** BEGIN **
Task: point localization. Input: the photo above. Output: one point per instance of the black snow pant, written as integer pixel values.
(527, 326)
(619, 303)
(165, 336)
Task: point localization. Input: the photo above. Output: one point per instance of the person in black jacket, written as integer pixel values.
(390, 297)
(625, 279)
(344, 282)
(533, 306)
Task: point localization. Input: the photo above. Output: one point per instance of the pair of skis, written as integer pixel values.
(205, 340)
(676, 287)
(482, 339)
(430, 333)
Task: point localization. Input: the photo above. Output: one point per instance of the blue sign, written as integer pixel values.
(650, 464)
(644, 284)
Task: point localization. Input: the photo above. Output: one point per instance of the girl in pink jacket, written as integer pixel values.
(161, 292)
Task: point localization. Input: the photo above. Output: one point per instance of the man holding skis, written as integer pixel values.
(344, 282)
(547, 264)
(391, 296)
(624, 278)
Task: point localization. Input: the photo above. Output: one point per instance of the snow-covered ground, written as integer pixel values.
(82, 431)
** END **
#### Set exercise:
Please arrange every line of the data above as a Markdown table with the columns Row and Line, numbering each row and leaving out blank lines.

#### Complete output:
| Row | Line |
|---|---|
| 1 | Task: point localization. Input: the photo above. Output: one point per instance of the black snow pant, written as integer pixel values. |
| 2 | (527, 326) |
| 3 | (619, 303) |
| 4 | (165, 336) |
| 5 | Task: point localization. Input: the photo above. Output: one point per instance of the person in black jacket, written as integer pixel values. |
| 6 | (390, 297) |
| 7 | (625, 279) |
| 8 | (344, 282) |
| 9 | (533, 306) |
| 10 | Task: point localization. Input: the photo above. Output: one point per instance of the pair of skis, written as integer pixel values. |
| 11 | (205, 340) |
| 12 | (676, 287) |
| 13 | (482, 339) |
| 14 | (430, 333) |
| 15 | Task: point localization. Input: the photo above. Output: one point per instance of the blue sign, written as integer pixel values. |
| 16 | (650, 464) |
| 17 | (644, 284) |
| 18 | Task: point localization. Input: the photo above. Output: one point per instance of the girl in pink jacket, written as integer pixel values. |
| 19 | (161, 292) |
| 20 | Task: point localization. Input: the photo above. Output: one point per instance of the man holding skis, written as integer pixel values. |
| 21 | (344, 282) |
| 22 | (547, 264) |
| 23 | (391, 296) |
| 24 | (624, 278) |
| 25 | Task: point localization. Input: the photo above. Output: one point per instance of the snow-covered ground, written as integer pixel values. |
| 26 | (82, 431) |